■ Stated exercise ■
Transcribe the full listing below exactly.

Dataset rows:
>> Start
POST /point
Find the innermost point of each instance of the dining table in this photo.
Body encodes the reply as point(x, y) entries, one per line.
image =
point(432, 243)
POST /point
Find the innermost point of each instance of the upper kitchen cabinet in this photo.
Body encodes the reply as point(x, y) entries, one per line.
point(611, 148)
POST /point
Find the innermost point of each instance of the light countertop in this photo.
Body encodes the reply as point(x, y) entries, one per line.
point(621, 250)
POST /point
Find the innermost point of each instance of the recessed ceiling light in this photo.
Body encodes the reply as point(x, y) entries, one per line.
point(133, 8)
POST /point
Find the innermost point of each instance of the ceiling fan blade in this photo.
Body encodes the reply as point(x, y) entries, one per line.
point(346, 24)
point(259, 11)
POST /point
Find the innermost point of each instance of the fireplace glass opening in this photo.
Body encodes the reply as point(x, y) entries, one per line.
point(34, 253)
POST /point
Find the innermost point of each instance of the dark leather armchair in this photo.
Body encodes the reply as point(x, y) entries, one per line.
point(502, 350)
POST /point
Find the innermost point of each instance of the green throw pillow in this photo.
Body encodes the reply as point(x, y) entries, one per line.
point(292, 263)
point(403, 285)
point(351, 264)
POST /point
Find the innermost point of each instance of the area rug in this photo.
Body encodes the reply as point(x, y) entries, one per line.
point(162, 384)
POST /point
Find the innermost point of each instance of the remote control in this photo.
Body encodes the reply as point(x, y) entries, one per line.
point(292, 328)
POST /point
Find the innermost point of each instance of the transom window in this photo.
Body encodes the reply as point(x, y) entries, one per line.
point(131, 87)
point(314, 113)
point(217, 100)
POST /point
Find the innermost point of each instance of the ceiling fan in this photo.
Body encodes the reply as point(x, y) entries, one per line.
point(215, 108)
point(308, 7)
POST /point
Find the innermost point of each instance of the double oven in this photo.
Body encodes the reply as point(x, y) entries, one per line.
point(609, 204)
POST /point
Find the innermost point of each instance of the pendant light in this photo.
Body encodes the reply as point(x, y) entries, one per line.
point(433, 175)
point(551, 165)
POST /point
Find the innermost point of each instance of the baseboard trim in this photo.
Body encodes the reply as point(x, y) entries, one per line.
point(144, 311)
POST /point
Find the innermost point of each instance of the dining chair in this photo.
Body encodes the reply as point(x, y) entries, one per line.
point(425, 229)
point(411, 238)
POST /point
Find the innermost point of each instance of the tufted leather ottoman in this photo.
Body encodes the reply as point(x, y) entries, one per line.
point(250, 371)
>> End
■ Output for this task ■
POST /point
Find the innermost point of each instance of the dining table in this photo.
Body encodes the reply as point(x, y) entries, one per line.
image =
point(432, 243)
POST /point
Find the innermost point of each instance of the upper kitchen cabinet in this photo.
Body encodes the reply as point(x, y) entries, one per line.
point(611, 148)
POST /point
Find the innermost point of each instance of the light countertop in this photo.
Body encodes the reply as point(x, y) entries, one per line.
point(621, 250)
POST /point
Find the innermost point of each instance of the recessed ceiling light in this photo.
Body encodes the reply as point(x, y) entries, one per line.
point(133, 8)
POST /point
Find the innermost point of each instance of the ceiling fan blade in this photo.
Body encodes the reply as point(x, y) entries, one per line.
point(346, 24)
point(259, 11)
POST /point
Find the innermost point of each instance of the fireplace glass opening in this photo.
Body encodes the reply as point(x, y) entries, one per line.
point(34, 253)
POST /point
Find the innermost point of each instance of the dark leather armchair in this photo.
Body encodes the reply as point(x, y) entries, one per line.
point(502, 350)
POST /point
Find the innermost point of each instance of the green throw pillow in this photo.
Body encodes the reply as point(x, y) entries, one per line.
point(292, 263)
point(403, 285)
point(351, 264)
POST /point
Find the innermost point of each instance of the area rug in this photo.
Body encodes the reply as point(x, y) entries, one per line.
point(162, 384)
POST /point
Find the innermost point of each instance of the remote control in this photo.
Body encodes the reply as point(x, y) entries, one per line.
point(292, 328)
POST /point
Find the innermost point of each instance of the transom window in this photo.
Body encodes the reply as point(x, y) entries, one per line.
point(131, 87)
point(314, 113)
point(217, 100)
POST /point
Find the innermost point of each instance of the ceiling fan in this photo.
Body encodes the reply as point(x, y) entries, one per line.
point(215, 108)
point(308, 7)
POST /point
Find the innermost point of each instance of the double oven in this photo.
Body encodes the reply as point(x, y) entries, one per line.
point(609, 204)
POST /point
Find the innermost point of each instance of the pendant light in this photo.
Body encodes the reply as point(x, y) entries, one per line.
point(433, 175)
point(551, 165)
POST /point
Find the innermost point of each instance of the baseboard trim in this photo.
Body encodes the reply as point(x, y) entries, one per line.
point(144, 311)
POST /point
Find the innermost point of each instance of the dining chair in this photo.
Body encodes the reply as point(x, y) entries, one per line.
point(425, 229)
point(411, 238)
POST /point
Find the innermost point of each instance of the tufted leather ottoman in this photo.
Body encodes the reply as point(x, y) entries, one per line.
point(250, 371)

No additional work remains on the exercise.